What needs to be done - What you return must be the lines from the first one below through the one containing "Point to the brick", exactly and with pictures excluded.

Supplied material -
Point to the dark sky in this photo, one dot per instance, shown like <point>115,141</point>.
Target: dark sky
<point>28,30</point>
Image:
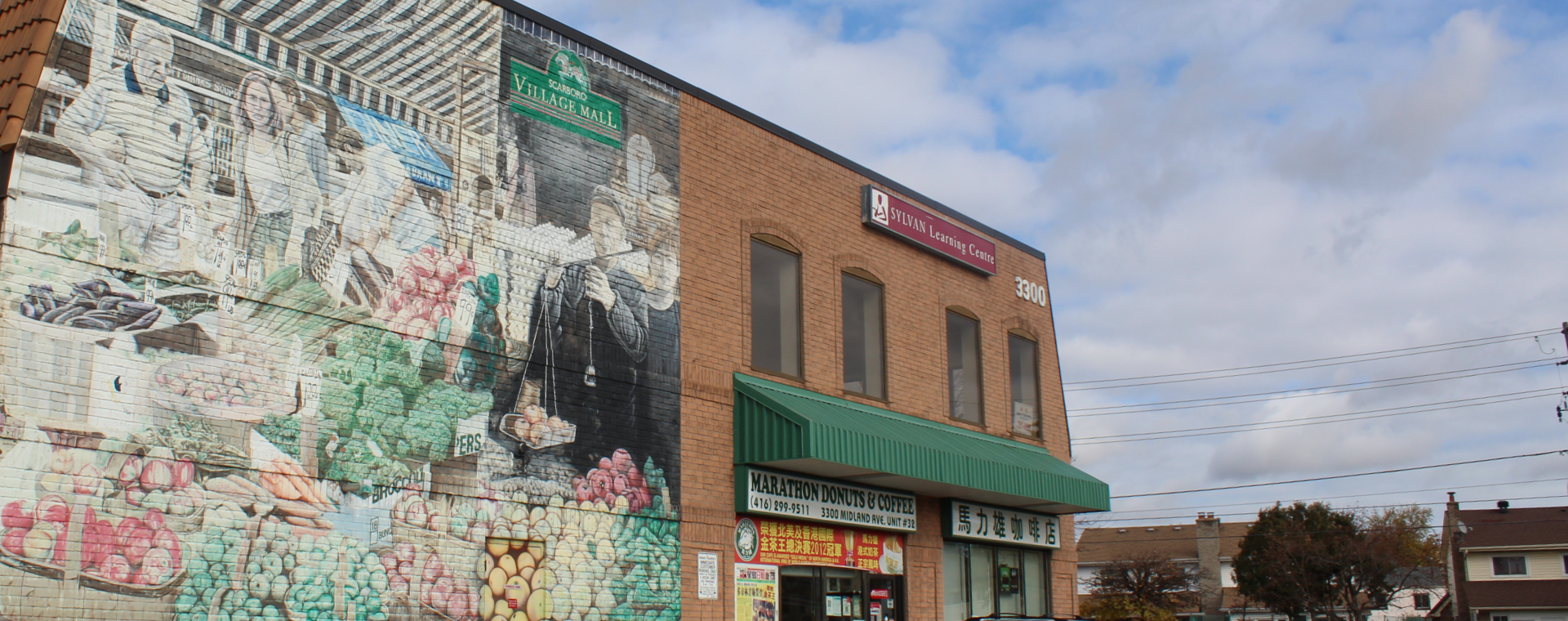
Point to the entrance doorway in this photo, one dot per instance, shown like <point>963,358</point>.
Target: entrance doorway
<point>822,593</point>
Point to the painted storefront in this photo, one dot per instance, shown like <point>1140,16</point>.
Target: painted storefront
<point>339,310</point>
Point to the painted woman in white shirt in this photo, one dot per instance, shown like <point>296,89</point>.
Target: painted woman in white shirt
<point>267,185</point>
<point>383,220</point>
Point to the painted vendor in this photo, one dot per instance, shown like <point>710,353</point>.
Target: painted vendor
<point>137,132</point>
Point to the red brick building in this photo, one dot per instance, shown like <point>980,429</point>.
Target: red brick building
<point>391,310</point>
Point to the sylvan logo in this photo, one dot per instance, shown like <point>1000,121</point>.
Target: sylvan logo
<point>925,230</point>
<point>746,540</point>
<point>880,208</point>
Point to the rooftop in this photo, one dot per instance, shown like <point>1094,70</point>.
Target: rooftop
<point>1535,525</point>
<point>1170,542</point>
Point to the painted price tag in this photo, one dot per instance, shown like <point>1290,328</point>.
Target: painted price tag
<point>310,388</point>
<point>463,319</point>
<point>220,256</point>
<point>226,300</point>
<point>339,275</point>
<point>253,273</point>
<point>187,221</point>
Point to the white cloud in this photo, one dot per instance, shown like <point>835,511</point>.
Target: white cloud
<point>1215,184</point>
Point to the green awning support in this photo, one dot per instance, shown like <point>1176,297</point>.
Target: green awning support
<point>806,431</point>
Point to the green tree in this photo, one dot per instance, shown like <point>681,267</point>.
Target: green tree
<point>1143,587</point>
<point>1313,561</point>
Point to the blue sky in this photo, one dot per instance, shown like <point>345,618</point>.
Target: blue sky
<point>1217,184</point>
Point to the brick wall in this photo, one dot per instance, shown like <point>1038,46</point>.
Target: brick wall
<point>742,181</point>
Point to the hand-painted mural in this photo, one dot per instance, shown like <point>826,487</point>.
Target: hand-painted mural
<point>339,310</point>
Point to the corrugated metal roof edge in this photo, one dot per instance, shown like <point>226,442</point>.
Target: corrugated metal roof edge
<point>753,388</point>
<point>763,123</point>
<point>32,71</point>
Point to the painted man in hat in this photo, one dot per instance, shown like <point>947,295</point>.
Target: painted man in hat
<point>137,132</point>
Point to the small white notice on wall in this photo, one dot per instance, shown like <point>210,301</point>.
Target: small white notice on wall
<point>706,576</point>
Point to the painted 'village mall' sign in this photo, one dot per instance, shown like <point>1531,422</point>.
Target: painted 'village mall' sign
<point>929,231</point>
<point>562,96</point>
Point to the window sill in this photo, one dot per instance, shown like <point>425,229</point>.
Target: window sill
<point>966,422</point>
<point>847,392</point>
<point>794,380</point>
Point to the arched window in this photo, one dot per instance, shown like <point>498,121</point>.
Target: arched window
<point>775,306</point>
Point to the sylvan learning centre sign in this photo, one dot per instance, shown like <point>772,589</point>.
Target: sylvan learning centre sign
<point>562,96</point>
<point>925,230</point>
<point>814,499</point>
<point>963,520</point>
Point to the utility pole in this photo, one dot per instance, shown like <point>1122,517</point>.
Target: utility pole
<point>1562,405</point>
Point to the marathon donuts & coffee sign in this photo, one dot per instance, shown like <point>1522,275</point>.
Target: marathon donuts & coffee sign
<point>929,231</point>
<point>821,501</point>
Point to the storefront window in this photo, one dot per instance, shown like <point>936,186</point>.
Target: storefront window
<point>775,310</point>
<point>963,368</point>
<point>822,593</point>
<point>1024,372</point>
<point>982,581</point>
<point>956,588</point>
<point>862,337</point>
<point>979,581</point>
<point>1009,583</point>
<point>1036,582</point>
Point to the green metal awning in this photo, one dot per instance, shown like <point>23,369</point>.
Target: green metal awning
<point>799,430</point>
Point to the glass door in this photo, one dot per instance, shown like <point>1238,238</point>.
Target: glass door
<point>884,598</point>
<point>1009,582</point>
<point>799,593</point>
<point>822,593</point>
<point>845,595</point>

Exercise answer -
Point to the dark sky in this photo, one dot per instance, shown like <point>115,141</point>.
Target: dark sky
<point>28,30</point>
Image:
Point to the entrance doorway in this photo, one dot per instance, shown like <point>963,358</point>.
Target: entrance doorway
<point>822,593</point>
Point to the painted storefront in this photo, one dot per instance, shown like <point>1140,16</point>.
Target: painted storefront
<point>339,310</point>
Point to the painted woman in white shirt in this photo, one dot per instance, shown like <point>296,89</point>.
Target: painted woman in white shirt
<point>267,185</point>
<point>383,220</point>
Point to the painted vendor in this photo, one dot per instance, shown like <point>710,353</point>.
Target: painted vendor
<point>137,132</point>
Point to the red brick building in this photo, one dot per instance, shown like <point>980,429</point>.
Target: red brick building
<point>391,310</point>
Point to the sylvan logo in this photo, one dot per instance, shown like <point>1000,121</point>.
Target: sylvan logo
<point>925,230</point>
<point>746,540</point>
<point>880,208</point>
Point to the rooftop in this photo, one dot per instance, shown like <point>1094,70</point>.
Target: rooftop
<point>1535,525</point>
<point>1170,542</point>
Point to the painted price tag in this photo, one dot per instance, shown like <point>1290,328</point>.
Target: painted price tag
<point>310,388</point>
<point>463,319</point>
<point>220,256</point>
<point>226,300</point>
<point>339,275</point>
<point>253,273</point>
<point>187,221</point>
Point to the white cloud in this photo, one dot per instance, shown like <point>835,511</point>.
Target: white cloud
<point>1215,184</point>
Point to the green awning support in this photo, one dot per instance, shown like <point>1176,297</point>.
Target: green awning support
<point>806,431</point>
Point to the green tree in this photo, one dot per instance, shown like <point>681,267</point>.
Target: green tree
<point>1143,587</point>
<point>1313,561</point>
Point to the blue sky in this photo, one dot per instance, shown like <point>345,618</point>.
Target: blue sky
<point>1217,184</point>
Point to the brick wall in this photo, one dot per instance, shown like <point>1038,46</point>.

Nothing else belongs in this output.